====== DATA

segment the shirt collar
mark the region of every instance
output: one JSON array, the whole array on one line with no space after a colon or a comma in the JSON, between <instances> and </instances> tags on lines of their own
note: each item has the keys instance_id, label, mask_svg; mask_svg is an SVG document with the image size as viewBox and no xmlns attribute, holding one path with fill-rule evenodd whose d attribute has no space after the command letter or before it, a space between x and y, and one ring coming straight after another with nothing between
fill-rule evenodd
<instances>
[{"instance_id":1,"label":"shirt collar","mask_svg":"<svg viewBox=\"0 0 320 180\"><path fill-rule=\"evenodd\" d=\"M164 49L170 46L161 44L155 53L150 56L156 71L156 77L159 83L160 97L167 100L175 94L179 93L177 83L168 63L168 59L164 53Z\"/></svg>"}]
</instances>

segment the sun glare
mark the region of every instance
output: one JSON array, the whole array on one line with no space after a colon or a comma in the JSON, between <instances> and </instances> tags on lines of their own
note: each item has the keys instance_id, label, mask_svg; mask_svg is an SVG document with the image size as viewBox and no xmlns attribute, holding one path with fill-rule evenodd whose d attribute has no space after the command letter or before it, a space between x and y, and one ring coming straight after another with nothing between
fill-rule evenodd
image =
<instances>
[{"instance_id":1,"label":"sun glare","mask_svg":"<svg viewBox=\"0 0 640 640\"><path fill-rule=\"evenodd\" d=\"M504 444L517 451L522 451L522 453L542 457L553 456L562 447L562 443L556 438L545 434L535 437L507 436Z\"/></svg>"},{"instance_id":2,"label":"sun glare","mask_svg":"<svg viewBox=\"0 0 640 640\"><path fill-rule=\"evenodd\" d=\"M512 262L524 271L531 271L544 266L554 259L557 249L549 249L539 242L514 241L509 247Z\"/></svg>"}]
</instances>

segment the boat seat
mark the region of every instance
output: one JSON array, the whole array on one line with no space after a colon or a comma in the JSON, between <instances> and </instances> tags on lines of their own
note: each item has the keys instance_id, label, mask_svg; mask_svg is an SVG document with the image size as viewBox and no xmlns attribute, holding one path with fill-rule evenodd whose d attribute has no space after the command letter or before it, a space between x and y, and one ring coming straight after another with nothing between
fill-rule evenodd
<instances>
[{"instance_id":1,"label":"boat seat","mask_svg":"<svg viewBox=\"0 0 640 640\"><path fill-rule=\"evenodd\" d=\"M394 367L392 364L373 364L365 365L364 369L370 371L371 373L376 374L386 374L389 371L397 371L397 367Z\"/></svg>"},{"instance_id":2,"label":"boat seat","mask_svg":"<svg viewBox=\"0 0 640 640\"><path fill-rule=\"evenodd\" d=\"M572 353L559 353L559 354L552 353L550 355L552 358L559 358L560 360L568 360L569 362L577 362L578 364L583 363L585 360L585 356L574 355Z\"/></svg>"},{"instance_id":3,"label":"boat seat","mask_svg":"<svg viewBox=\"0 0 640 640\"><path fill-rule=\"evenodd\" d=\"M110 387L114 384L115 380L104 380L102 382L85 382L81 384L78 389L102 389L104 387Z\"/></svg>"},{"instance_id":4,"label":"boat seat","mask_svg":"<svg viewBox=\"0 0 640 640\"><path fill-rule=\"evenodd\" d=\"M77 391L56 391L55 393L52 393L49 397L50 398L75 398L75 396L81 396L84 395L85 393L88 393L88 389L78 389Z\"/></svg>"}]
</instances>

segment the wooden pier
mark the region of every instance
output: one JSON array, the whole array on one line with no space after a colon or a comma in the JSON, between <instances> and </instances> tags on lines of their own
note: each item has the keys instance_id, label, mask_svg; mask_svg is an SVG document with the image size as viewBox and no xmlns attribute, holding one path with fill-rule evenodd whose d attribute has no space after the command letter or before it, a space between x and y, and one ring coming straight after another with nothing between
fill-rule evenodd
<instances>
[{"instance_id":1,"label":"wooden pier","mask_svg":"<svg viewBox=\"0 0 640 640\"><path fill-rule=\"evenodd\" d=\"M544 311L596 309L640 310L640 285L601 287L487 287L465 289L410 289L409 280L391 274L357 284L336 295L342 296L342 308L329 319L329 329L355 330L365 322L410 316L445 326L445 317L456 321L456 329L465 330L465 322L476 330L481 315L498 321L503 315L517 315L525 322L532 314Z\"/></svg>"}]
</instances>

============

## PROBLEM REQUIREMENTS
Copy each line holding the word "segment" from the listing above.

## RESULT
segment the shirt collar
segment the sun glare
segment the boat seat
segment the wooden pier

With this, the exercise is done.